## Exercise details
Find every line in the entries below that contains the string "rose", matching case, and copy each of those lines.

## Provided data
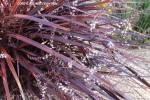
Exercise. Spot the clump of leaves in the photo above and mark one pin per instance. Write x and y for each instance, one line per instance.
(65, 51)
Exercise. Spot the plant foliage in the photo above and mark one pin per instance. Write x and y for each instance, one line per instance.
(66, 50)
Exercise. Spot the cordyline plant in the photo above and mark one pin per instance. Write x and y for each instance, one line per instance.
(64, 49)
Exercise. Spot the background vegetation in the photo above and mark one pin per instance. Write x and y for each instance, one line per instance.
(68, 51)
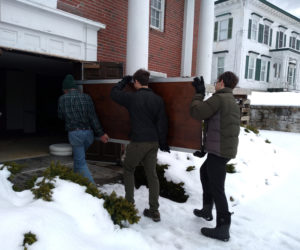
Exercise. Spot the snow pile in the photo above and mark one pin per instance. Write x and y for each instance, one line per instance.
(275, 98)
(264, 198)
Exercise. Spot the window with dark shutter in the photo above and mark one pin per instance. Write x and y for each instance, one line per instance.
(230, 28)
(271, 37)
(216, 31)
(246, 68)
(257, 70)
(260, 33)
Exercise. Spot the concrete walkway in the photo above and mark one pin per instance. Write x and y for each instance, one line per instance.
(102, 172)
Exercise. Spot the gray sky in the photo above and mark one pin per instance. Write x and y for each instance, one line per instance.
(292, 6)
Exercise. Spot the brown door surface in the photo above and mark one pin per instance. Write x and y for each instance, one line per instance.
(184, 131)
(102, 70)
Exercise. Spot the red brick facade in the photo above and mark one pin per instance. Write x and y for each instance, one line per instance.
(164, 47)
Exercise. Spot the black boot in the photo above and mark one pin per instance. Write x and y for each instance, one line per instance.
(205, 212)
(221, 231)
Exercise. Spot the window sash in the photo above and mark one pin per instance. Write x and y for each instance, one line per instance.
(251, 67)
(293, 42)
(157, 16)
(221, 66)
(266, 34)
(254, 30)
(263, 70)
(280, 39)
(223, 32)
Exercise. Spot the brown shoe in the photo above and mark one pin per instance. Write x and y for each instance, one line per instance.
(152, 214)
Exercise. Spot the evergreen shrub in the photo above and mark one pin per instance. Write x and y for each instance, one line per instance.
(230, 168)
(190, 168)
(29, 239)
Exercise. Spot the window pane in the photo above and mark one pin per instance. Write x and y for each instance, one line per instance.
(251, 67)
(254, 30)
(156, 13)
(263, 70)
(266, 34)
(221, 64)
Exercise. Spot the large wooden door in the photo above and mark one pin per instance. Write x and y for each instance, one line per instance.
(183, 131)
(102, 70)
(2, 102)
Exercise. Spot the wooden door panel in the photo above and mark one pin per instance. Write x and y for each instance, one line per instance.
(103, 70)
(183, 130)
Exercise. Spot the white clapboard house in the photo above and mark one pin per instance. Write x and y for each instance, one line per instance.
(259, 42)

...

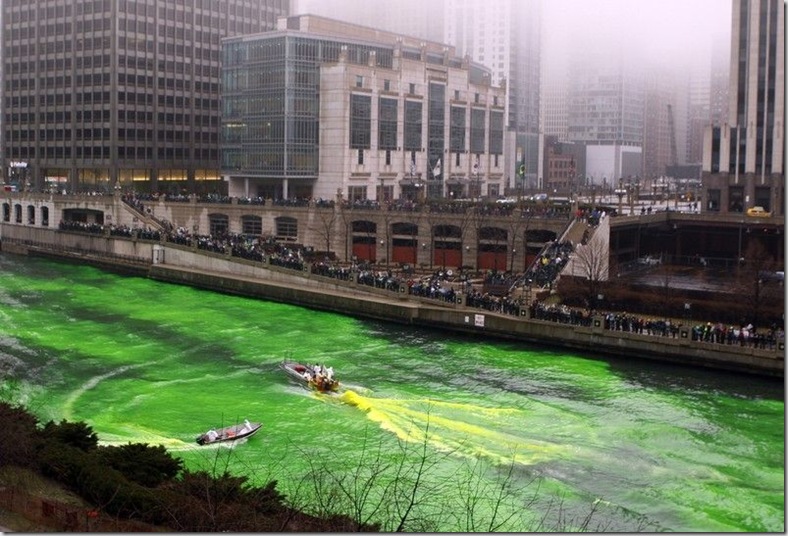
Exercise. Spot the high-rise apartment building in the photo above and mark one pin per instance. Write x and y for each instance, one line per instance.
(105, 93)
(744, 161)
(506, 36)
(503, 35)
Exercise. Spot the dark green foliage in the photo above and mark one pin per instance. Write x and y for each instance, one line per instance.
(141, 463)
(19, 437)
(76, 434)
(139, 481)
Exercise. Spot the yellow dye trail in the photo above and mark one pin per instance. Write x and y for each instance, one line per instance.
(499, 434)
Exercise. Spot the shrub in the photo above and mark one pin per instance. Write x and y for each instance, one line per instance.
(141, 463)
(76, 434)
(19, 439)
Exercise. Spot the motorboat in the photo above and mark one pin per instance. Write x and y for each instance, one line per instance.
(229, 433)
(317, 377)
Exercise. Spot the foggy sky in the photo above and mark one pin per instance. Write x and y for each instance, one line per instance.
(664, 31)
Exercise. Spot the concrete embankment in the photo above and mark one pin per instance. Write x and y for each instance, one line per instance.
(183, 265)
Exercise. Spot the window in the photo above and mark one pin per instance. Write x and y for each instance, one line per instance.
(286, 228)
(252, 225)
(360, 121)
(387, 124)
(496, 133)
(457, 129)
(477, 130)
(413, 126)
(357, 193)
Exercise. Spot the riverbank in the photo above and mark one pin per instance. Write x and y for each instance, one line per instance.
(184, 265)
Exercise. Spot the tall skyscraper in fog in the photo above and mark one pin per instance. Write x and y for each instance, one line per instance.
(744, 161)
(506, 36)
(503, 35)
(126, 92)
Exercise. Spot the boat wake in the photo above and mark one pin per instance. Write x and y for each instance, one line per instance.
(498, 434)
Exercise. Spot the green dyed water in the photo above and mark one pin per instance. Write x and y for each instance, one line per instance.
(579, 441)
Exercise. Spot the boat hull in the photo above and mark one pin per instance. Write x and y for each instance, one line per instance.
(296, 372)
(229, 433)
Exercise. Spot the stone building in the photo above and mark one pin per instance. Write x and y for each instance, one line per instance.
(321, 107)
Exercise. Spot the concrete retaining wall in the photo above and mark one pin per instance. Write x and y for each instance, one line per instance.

==

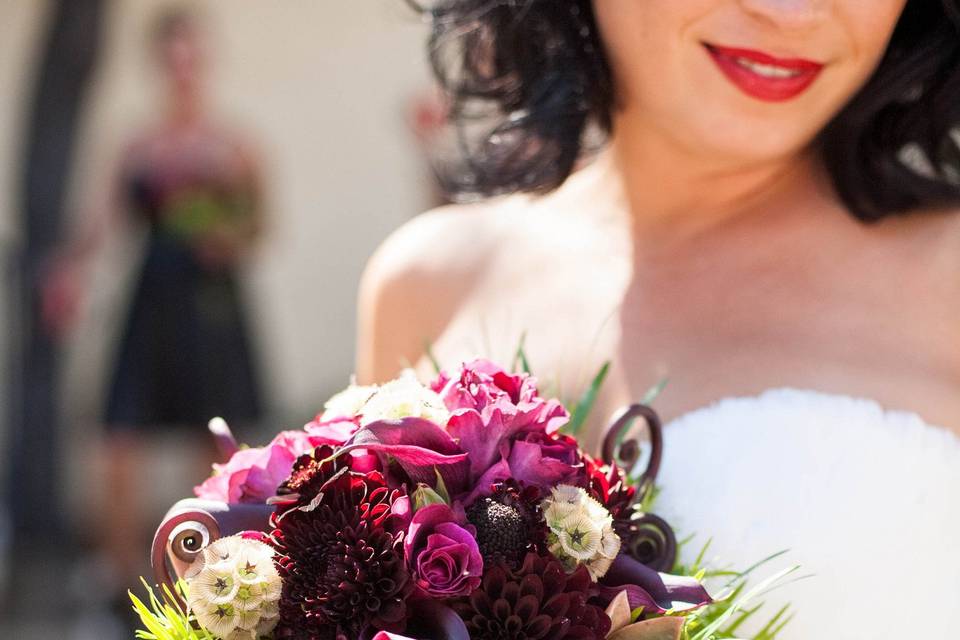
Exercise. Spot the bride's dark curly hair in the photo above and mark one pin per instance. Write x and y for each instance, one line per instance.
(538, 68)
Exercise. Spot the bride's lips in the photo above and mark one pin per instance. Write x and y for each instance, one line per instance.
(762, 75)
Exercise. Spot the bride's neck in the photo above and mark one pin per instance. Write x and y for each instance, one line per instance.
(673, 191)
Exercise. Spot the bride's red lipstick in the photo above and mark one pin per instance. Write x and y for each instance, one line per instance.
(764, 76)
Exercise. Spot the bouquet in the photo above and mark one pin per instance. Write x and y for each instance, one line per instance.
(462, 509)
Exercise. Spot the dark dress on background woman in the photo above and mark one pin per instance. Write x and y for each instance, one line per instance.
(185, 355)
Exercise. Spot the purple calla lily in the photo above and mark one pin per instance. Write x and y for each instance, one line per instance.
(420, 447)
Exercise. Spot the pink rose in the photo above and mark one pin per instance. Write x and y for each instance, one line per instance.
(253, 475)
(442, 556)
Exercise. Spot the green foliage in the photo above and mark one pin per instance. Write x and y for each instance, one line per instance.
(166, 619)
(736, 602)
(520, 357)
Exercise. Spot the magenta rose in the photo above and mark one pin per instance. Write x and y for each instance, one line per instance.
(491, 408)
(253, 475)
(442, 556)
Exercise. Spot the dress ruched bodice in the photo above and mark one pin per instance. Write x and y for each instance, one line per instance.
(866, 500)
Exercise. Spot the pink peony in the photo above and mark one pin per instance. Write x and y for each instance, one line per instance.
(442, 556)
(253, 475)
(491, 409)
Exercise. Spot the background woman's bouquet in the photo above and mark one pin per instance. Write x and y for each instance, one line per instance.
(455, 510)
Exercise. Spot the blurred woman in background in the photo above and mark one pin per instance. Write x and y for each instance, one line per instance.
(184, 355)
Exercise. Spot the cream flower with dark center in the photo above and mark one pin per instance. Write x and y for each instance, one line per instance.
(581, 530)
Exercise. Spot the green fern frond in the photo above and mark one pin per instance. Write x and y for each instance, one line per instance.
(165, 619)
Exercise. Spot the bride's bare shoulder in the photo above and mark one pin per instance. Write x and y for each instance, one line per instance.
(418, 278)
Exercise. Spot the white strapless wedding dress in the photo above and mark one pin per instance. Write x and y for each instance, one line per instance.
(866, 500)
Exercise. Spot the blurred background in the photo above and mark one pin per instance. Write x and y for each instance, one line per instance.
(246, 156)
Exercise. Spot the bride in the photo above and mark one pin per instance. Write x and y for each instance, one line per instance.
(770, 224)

## Task answer
Exercise. Spot the pink rose in the photo above and mark one pin per instance. Write x and y for each instance, one line per instance.
Exercise. Spot the magenta rose in the photo above and mark one pin per instance. Write x and y for each instance, one line per instance.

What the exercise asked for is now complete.